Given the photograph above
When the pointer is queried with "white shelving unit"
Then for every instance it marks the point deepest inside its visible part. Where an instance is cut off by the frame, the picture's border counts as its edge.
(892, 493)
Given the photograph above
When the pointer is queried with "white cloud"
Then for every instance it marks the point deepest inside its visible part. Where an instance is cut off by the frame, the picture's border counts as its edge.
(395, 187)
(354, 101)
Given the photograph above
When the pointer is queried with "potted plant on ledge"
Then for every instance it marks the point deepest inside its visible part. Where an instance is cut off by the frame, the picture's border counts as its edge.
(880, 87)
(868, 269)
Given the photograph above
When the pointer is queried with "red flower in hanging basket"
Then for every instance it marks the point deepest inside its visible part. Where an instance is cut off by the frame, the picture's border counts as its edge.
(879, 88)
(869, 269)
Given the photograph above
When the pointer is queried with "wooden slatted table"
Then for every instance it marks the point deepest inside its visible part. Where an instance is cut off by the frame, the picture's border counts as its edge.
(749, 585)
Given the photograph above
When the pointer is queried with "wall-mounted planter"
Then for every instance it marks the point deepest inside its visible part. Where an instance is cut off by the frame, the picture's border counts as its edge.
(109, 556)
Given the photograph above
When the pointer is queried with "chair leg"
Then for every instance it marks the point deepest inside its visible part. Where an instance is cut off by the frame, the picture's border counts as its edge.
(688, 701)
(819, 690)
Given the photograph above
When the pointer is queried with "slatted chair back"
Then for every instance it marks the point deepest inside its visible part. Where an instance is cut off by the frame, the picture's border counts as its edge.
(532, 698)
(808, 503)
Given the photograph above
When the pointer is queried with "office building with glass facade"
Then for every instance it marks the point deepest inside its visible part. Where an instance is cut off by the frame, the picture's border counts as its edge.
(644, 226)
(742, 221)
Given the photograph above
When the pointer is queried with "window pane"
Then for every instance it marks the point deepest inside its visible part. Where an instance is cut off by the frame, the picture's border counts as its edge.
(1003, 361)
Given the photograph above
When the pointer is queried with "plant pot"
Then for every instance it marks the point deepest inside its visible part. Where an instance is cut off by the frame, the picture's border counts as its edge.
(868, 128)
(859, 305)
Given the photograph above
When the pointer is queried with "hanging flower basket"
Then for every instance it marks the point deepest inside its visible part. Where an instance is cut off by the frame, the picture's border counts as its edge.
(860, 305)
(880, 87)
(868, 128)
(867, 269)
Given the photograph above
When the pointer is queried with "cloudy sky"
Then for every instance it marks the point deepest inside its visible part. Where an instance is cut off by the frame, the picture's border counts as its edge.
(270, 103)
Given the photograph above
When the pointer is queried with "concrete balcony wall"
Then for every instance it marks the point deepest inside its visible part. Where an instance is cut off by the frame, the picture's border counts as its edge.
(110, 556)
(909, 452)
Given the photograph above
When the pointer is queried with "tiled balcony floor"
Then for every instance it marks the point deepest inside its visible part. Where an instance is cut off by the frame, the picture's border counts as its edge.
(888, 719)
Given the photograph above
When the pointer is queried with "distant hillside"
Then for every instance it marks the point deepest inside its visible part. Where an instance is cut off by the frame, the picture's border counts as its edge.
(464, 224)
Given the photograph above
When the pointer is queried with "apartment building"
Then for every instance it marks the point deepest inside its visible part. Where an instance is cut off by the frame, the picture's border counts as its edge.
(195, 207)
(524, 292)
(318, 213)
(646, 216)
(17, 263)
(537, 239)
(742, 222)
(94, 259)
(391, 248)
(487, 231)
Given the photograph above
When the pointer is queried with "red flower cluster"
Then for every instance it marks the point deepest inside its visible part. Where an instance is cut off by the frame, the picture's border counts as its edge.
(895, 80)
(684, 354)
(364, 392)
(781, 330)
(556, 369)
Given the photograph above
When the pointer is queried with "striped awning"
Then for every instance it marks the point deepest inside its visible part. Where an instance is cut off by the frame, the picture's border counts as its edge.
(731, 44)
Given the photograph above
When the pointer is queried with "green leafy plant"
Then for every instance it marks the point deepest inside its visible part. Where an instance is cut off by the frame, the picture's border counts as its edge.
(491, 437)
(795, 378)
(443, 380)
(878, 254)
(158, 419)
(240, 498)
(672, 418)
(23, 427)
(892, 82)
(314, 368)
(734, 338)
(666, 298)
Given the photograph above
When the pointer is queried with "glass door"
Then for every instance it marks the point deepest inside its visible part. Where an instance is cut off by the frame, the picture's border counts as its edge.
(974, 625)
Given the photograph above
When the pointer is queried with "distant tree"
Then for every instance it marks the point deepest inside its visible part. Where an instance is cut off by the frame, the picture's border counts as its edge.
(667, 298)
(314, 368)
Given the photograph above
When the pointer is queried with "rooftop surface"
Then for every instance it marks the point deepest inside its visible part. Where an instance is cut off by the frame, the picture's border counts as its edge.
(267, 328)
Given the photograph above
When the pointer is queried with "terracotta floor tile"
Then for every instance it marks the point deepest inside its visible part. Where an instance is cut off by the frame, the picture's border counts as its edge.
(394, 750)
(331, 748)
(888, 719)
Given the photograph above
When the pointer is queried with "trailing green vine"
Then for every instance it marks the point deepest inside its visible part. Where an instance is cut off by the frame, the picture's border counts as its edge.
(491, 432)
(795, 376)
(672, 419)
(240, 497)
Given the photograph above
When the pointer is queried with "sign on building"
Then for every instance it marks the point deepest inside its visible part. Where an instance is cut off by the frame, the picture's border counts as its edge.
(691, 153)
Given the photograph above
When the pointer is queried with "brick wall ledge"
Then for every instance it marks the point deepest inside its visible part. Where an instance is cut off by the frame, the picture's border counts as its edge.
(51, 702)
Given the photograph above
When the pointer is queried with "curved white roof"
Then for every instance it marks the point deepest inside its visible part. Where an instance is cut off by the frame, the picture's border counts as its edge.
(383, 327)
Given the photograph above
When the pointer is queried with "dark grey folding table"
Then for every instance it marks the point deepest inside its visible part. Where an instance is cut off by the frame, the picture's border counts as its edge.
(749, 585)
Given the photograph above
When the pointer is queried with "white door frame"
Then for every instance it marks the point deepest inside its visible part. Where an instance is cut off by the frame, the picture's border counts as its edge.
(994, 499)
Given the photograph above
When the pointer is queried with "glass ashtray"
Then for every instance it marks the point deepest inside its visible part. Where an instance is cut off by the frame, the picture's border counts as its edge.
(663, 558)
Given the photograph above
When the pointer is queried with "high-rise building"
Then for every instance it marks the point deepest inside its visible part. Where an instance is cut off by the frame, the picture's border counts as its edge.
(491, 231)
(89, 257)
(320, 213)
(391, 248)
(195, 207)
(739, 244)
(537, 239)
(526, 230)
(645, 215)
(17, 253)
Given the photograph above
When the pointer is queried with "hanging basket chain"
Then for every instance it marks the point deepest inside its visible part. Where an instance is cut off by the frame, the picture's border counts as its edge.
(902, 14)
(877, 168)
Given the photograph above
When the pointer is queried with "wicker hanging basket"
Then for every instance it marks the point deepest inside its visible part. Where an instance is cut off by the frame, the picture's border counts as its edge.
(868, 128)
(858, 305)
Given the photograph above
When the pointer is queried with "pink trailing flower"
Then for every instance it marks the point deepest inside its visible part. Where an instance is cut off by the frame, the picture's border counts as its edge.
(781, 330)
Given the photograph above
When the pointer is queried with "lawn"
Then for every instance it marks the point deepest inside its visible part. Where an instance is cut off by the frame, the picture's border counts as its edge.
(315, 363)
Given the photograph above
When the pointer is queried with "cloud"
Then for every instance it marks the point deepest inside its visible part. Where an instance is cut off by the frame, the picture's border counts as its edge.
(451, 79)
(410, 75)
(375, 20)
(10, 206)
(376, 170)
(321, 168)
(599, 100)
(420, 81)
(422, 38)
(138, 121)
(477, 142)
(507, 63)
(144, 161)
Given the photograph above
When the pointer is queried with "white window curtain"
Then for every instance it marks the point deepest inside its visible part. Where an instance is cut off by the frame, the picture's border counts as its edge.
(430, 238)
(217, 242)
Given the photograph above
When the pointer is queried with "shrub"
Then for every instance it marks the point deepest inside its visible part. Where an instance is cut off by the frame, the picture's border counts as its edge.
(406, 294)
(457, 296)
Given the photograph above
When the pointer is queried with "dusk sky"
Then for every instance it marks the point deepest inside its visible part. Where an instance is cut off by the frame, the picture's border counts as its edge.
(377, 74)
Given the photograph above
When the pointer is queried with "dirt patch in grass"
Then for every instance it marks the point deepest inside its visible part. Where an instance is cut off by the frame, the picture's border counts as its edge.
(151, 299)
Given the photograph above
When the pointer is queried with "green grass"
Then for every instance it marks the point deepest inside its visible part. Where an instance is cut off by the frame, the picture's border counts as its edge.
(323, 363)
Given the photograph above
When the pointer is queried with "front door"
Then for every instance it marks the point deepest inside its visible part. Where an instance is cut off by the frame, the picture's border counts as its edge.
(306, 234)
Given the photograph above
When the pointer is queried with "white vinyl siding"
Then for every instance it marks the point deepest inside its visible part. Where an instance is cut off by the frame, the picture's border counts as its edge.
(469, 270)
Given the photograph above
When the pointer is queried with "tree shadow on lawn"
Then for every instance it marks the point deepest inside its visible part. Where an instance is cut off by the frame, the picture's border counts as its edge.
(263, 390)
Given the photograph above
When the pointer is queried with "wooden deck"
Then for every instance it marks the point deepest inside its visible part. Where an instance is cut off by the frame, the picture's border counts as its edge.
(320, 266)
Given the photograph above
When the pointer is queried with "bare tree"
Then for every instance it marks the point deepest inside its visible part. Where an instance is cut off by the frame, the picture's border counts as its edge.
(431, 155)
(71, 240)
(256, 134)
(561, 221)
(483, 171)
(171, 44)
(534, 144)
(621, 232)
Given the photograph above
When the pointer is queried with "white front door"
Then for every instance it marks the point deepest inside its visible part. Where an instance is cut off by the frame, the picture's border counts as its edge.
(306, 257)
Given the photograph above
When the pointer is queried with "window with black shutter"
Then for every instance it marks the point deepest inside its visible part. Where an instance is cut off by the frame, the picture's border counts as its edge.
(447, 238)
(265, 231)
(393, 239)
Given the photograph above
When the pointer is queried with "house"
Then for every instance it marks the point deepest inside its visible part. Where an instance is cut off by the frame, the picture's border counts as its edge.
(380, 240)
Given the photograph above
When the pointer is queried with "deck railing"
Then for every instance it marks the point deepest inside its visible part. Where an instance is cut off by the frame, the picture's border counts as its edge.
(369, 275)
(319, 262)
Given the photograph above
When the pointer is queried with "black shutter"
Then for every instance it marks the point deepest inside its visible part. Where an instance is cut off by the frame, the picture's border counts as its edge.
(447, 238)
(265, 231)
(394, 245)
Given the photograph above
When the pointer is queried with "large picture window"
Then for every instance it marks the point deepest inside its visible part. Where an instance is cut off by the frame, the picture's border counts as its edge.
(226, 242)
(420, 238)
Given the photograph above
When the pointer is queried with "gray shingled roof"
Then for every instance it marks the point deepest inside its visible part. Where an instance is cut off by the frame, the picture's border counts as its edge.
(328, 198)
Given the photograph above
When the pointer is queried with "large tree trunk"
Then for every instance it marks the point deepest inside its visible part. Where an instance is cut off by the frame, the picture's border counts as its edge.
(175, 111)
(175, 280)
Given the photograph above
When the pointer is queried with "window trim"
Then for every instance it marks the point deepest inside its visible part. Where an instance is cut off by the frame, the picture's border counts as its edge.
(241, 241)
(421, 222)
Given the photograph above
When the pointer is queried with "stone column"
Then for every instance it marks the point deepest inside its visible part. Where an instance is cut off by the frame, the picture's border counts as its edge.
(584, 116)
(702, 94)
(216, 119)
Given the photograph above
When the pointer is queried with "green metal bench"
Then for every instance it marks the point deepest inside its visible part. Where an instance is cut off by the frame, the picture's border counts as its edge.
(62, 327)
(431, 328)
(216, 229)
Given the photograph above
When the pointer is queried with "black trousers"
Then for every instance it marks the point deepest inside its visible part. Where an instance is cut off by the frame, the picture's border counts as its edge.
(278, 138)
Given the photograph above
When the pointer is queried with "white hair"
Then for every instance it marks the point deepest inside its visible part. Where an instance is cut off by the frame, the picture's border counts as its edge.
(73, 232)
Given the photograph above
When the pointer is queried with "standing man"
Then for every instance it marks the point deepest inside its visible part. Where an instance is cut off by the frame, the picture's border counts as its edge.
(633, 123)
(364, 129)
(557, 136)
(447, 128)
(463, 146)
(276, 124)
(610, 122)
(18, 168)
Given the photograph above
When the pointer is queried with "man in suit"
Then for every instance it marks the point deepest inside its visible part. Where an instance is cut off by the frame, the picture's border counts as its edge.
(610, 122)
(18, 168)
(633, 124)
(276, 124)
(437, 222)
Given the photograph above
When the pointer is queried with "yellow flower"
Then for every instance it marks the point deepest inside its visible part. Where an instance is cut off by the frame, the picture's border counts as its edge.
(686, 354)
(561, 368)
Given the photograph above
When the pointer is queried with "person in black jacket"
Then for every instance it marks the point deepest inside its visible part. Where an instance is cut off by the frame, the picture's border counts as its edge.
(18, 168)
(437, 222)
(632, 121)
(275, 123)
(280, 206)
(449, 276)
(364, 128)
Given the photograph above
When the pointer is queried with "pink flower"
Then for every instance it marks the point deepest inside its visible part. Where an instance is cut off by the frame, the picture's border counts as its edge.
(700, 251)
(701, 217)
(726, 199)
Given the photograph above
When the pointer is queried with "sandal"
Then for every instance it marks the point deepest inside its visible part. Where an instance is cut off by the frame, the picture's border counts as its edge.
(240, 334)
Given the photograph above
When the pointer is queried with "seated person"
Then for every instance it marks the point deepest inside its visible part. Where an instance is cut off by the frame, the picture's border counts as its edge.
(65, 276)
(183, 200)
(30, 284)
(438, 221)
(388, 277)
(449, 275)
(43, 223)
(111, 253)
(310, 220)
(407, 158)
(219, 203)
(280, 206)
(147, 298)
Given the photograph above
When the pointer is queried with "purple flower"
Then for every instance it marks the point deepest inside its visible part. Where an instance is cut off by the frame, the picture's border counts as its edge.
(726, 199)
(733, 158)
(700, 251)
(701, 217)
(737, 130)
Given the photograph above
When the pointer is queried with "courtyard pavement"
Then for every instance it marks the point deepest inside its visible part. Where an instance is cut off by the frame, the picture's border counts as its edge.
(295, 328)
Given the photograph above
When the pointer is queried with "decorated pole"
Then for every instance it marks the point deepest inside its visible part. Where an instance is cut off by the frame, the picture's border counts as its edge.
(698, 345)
-*-
> [Description of the task]: From the first line of the data above to the line holding "flower in hanging", reproduce each line exactly; emit no other lines.

> [Solution below]:
Given the photograph above
When the pointer is queried with "white shelving unit"
Then for every instance it marks the point deepest inside its visible part. Where an instance is cut off by the frame, the picture's border counts as its edge.
(892, 493)
Given the photograph above
When the pointer is queried with "white cloud"
Then for every instance it marks the point deepest inside its visible part. Where an instance is cut off by the frame, the picture's border counts as its edge.
(395, 187)
(354, 101)
Given the photograph above
When the pointer is queried with "potted plant on ledge"
Then for every instance it marks the point deepest inside its visible part. Where an instance is cut off by the frame, the picture's border counts as its edge.
(880, 87)
(868, 269)
Given the photograph above
When the pointer is queried with "red flower in hanging basket"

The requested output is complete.